Ja mojego taunusa kupiłem za 1.500 z gazownią ,pochłonął mnie juz troche kasy i jeszcze pochłonie dużo,ale jeżdże nim juz ponad rok i ani razu nie nawalił , a co dopiero gdybym miał takie 7 tyś :D więc chłopie za 7 tyś można sobie naprawde kupic ,albo zrobic fajne autko, wszystko zależy czy te autko będzie środkiem transportu czy też pasją, bo ja tylko tym pierwszym to raczej długo z takim autem nie pożyjesz.

Kuki.vel.Krzak Członek Stowarzyszenia capri.pl / 2004-05-21 13:01:03 /


jesli masz 7k i chcesz jezdzic samochodem a nie tylko patrzec na niego to nie kupuj jedynki, one zazwyczaj wymagaja generalnego remontu i ciezej jest o nowe czesci
za ta kase mozesz kupic Mk3 w calkiem niezlym stanie, ale uwazaj bo rownie dobrze mozesz kupic zlom od naciagacza i bedziesz potrzebowal drugie tyle na naprawy
najlepiej dogadaj sie z kims kto blisko mieszka i zna sie na Capri, zeby pomogl w wyborze
nie wydawaj calej kasy na samochod bo zawsze cos tam trzeba wymienic

unikaj ospojlerowanych samochodow z kierowcami "rajdowymi", sa zazwyczaj zakatowane, chyba ze masz zamiar robic to samo :)

# Cel ćwiczenia:
Podaj dosłownie fragment wpisu o kupnie samochodu: zacznij od słów „jesli masz 7k” i zakończ po słowach „robic to samo :)”. Materiał nie odgrywa tu żadnej roli.

# Fragment źródłowy:
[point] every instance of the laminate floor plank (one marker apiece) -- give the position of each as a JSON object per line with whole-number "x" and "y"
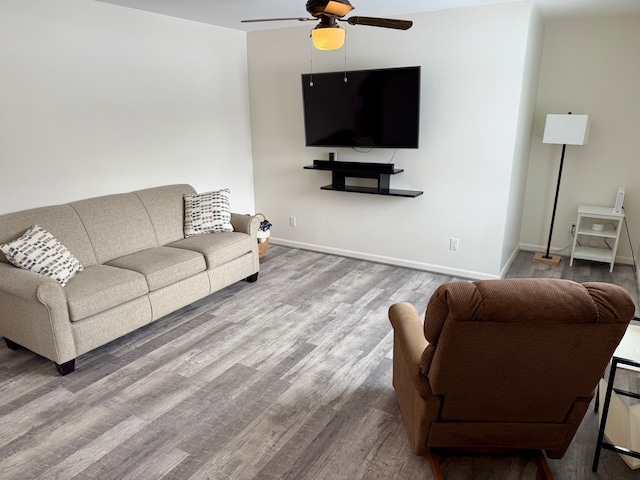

# Odpowiedź do ćwiczenia:
jesli masz 7k i chcesz jezdzic samochodem a nie tylko patrzec na niego to nie kupuj jedynki, one zazwyczaj wymagaja generalnego remontu i ciezej jest o nowe czesci
za ta kase mozesz kupic Mk3 w calkiem niezlym stanie, ale uwazaj bo rownie dobrze mozesz kupic zlom od naciagacza i bedziesz potrzebowal drugie tyle na naprawy
najlepiej dogadaj sie z kims kto blisko mieszka i zna sie na Capri, zeby pomogl w wyborze
nie wydawaj calej kasy na samochod bo zawsze cos tam trzeba wymienic

unikaj ospojlerowanych samochodow z kierowcami "rajdowymi", sa zazwyczaj zakatowane, chyba ze masz zamiar robic to samo :)